*Exercise prompt*: Return every line of the listing below that contains the word "logo".

Part of a data file
(begin)

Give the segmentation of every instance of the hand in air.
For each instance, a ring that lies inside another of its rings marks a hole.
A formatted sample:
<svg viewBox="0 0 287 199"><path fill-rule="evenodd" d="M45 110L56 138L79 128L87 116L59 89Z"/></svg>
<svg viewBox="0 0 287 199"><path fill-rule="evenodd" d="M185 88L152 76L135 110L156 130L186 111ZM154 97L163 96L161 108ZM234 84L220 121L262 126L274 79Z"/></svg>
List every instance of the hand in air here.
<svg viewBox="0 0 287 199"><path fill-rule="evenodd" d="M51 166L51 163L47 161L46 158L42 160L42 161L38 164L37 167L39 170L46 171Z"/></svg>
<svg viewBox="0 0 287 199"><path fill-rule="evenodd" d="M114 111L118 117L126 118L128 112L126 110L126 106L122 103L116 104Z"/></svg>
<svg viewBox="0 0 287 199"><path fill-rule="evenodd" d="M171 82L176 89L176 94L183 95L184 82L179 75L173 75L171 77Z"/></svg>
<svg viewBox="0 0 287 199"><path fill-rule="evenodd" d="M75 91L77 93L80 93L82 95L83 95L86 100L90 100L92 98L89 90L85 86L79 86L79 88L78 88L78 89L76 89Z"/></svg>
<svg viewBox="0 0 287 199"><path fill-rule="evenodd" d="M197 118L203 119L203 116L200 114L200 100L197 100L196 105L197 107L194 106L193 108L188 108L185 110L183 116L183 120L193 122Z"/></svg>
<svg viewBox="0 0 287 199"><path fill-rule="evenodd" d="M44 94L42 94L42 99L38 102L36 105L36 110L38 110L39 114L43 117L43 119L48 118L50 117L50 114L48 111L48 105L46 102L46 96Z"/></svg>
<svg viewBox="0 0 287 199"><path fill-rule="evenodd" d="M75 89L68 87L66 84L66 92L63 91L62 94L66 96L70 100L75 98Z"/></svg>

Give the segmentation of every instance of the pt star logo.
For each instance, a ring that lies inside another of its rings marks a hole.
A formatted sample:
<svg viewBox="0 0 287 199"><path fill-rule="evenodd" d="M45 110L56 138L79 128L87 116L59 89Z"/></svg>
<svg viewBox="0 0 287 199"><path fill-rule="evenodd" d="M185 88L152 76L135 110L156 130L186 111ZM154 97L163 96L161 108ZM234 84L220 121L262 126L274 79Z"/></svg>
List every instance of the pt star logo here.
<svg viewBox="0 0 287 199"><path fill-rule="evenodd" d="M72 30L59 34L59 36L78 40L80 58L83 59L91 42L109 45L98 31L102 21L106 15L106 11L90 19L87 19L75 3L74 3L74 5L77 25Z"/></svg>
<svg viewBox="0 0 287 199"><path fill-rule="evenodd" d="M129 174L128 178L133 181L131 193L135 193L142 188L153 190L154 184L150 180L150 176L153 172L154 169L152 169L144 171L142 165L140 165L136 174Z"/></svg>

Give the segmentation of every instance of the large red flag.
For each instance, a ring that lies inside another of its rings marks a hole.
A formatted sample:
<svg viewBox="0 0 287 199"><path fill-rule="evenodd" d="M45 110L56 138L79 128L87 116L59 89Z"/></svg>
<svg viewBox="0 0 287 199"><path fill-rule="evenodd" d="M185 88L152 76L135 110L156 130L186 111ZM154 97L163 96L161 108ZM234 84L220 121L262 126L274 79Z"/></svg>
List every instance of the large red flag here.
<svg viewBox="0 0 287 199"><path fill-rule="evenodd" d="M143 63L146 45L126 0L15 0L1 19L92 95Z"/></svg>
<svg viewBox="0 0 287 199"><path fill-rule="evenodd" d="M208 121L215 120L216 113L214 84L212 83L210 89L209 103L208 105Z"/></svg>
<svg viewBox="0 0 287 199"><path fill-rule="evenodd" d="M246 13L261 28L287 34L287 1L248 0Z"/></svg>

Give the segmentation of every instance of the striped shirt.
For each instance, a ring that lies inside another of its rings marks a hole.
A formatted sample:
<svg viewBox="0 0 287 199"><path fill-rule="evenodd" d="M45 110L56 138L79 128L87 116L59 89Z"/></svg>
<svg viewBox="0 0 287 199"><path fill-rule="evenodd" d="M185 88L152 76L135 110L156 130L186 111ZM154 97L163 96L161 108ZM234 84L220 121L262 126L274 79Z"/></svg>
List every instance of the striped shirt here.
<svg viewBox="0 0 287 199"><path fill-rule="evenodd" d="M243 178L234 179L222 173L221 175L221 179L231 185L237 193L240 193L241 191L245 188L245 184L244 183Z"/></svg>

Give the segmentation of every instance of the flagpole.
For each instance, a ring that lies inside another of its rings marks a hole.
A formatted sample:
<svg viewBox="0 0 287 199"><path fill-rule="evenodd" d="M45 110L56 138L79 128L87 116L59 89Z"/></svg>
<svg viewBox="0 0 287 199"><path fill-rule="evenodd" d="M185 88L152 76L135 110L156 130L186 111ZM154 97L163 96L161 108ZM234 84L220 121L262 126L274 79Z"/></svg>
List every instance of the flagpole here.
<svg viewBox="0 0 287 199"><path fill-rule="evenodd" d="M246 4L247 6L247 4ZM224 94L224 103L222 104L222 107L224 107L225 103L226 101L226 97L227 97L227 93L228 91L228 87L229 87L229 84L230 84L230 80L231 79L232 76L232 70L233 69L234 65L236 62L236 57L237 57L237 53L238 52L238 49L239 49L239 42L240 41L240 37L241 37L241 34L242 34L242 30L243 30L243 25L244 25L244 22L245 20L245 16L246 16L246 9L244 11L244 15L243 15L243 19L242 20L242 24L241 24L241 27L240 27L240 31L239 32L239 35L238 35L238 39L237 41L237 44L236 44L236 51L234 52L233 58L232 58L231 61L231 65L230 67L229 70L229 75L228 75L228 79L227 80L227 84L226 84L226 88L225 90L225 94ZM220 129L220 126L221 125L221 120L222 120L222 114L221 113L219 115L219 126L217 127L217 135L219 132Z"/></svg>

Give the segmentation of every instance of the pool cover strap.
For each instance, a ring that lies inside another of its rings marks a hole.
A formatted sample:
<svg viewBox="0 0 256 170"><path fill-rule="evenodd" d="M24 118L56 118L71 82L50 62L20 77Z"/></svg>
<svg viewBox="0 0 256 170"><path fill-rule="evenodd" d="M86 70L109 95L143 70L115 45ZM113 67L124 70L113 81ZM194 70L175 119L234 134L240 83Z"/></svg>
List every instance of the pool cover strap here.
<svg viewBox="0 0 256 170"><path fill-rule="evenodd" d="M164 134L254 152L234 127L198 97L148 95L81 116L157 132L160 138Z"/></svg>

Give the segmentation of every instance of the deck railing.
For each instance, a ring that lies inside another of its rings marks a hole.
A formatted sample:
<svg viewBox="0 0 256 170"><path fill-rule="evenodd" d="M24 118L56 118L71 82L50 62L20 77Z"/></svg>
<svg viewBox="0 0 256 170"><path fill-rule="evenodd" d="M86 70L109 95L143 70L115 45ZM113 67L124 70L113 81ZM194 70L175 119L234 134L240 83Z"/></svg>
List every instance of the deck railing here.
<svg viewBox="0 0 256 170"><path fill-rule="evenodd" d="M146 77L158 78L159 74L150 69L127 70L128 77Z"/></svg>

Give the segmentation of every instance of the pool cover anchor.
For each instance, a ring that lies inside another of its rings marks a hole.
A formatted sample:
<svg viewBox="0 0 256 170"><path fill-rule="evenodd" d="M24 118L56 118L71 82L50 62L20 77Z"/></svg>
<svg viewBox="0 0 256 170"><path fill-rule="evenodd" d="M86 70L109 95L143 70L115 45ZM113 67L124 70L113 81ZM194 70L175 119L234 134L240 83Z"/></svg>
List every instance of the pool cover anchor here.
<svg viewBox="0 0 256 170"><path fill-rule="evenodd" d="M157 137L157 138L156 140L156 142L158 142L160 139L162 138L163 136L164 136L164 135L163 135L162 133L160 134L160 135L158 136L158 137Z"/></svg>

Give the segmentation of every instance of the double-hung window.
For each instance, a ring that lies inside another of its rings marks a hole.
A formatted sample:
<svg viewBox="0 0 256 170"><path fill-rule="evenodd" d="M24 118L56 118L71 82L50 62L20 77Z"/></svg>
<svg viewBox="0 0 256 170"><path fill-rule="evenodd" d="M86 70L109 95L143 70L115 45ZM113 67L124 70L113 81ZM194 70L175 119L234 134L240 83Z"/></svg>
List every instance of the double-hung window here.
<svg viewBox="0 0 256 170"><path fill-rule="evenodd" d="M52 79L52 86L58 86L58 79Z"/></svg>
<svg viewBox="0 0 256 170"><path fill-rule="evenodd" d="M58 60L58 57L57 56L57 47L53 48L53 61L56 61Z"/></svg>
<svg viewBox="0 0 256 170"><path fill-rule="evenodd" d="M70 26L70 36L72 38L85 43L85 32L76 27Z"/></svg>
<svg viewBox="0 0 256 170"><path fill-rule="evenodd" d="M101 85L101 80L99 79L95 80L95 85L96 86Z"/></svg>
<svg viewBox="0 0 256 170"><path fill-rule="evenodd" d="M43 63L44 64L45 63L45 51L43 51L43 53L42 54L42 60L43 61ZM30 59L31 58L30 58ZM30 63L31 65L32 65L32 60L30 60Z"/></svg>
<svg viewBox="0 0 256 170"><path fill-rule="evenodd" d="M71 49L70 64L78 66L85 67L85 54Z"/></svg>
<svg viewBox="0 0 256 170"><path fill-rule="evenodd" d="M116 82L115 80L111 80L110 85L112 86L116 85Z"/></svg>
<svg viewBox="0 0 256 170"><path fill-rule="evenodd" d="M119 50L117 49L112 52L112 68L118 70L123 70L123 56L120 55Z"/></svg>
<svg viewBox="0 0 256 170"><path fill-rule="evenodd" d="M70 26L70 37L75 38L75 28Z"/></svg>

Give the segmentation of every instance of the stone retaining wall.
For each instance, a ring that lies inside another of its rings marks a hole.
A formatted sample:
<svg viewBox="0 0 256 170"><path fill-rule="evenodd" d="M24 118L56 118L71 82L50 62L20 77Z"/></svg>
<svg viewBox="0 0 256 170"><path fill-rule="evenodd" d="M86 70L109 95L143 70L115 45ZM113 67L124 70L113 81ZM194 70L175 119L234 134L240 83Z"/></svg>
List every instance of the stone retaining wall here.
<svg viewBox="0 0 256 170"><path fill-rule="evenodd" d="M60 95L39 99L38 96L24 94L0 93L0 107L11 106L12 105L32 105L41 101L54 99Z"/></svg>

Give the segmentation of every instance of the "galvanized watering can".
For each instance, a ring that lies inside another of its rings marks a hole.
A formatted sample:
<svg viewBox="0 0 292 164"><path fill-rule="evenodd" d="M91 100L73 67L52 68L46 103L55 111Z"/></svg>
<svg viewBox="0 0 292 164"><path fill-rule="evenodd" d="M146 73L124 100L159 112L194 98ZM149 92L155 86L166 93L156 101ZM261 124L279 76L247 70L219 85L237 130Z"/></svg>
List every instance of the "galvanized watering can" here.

(end)

*Result of the task*:
Give the segmentation of every instance of the pt star logo.
List every instance of the pt star logo here.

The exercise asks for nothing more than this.